YOUR GOAL> From the entries below, transcribe exactly the lines between the line holding "Complete each <instance>" and the line holding "negative clicks: (213, 334)", inclusive; skip all other lines.

DATA FOR ANALYSIS>
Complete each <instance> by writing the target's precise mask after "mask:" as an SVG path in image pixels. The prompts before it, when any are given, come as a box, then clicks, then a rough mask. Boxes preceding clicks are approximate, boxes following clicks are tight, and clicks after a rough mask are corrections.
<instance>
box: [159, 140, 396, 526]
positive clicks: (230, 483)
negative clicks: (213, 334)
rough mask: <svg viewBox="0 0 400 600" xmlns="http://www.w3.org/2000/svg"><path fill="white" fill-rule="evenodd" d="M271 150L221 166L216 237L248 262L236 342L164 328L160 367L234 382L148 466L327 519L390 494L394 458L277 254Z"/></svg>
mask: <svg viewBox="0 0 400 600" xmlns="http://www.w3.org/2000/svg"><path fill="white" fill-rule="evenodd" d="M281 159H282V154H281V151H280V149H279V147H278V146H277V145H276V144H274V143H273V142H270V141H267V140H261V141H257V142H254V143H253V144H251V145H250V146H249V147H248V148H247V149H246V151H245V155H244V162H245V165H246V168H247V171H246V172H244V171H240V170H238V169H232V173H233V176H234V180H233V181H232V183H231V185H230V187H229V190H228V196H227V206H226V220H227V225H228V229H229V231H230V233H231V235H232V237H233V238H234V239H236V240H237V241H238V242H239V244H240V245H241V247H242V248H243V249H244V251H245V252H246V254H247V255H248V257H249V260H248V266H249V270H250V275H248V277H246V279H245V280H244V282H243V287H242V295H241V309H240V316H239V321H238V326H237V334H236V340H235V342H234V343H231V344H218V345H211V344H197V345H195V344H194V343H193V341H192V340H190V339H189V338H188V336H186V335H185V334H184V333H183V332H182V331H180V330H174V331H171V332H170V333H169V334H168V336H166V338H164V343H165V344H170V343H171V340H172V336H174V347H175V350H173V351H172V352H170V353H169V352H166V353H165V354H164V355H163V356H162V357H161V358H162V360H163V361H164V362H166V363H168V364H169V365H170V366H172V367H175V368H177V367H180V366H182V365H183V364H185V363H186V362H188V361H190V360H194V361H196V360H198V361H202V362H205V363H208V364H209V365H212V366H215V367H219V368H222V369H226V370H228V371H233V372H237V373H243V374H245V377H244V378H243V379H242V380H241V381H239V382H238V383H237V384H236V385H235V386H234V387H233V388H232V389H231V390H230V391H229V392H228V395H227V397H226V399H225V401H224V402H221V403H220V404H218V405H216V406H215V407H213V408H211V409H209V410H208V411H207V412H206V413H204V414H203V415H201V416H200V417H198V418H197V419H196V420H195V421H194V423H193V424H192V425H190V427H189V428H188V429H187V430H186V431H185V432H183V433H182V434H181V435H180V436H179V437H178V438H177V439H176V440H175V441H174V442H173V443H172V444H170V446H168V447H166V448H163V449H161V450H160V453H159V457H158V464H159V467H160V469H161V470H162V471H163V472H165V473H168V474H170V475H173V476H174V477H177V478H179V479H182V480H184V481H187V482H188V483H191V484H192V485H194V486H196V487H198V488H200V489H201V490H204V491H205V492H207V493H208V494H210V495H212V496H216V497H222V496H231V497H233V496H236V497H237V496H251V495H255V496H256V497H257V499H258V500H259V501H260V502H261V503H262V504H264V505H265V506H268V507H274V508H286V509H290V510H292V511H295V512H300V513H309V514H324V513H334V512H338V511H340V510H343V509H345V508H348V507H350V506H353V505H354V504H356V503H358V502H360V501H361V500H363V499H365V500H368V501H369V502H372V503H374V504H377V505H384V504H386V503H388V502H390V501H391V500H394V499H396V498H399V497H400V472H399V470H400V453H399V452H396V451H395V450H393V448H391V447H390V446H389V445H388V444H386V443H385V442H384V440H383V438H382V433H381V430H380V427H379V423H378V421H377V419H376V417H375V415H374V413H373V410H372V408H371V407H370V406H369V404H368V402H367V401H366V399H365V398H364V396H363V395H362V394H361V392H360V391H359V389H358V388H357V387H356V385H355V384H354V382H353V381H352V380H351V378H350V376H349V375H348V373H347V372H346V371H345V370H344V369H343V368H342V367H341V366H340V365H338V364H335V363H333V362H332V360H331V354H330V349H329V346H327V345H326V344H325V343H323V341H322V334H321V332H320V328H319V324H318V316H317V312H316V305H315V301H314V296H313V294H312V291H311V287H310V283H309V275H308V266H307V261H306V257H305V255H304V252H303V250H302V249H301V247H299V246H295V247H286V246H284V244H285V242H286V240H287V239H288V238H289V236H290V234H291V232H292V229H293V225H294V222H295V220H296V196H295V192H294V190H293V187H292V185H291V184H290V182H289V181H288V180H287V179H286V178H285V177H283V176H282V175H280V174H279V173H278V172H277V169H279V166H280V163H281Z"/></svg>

==

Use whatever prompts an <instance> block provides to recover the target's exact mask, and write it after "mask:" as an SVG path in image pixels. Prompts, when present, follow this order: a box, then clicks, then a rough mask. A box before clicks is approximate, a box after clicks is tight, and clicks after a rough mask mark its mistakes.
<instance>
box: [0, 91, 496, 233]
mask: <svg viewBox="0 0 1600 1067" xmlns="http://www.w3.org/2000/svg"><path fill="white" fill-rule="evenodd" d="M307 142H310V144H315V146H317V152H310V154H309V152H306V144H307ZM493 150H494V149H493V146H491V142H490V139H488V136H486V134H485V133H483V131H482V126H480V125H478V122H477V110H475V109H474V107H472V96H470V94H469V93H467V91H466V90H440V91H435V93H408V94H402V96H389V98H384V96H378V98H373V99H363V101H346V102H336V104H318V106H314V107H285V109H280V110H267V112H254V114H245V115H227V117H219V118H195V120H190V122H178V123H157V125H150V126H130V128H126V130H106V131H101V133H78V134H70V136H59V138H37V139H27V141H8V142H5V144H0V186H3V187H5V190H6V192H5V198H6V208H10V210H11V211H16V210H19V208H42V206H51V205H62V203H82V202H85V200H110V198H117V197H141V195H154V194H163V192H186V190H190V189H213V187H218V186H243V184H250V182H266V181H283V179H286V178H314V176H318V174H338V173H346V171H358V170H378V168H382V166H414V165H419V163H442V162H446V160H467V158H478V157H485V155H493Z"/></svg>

RESPONSE TO THE EXERCISE>
Complete each <instance> by writing the target's precise mask after "mask:" as an SVG path in image pixels. The prompts before it, when any are given, come as a box, then clicks, then a rough mask. Boxes preceding clicks are approximate, boxes following clicks are tight, and clicks after a rough mask are corrections.
<instance>
box: [159, 140, 396, 526]
positive clicks: (230, 483)
negative clicks: (213, 334)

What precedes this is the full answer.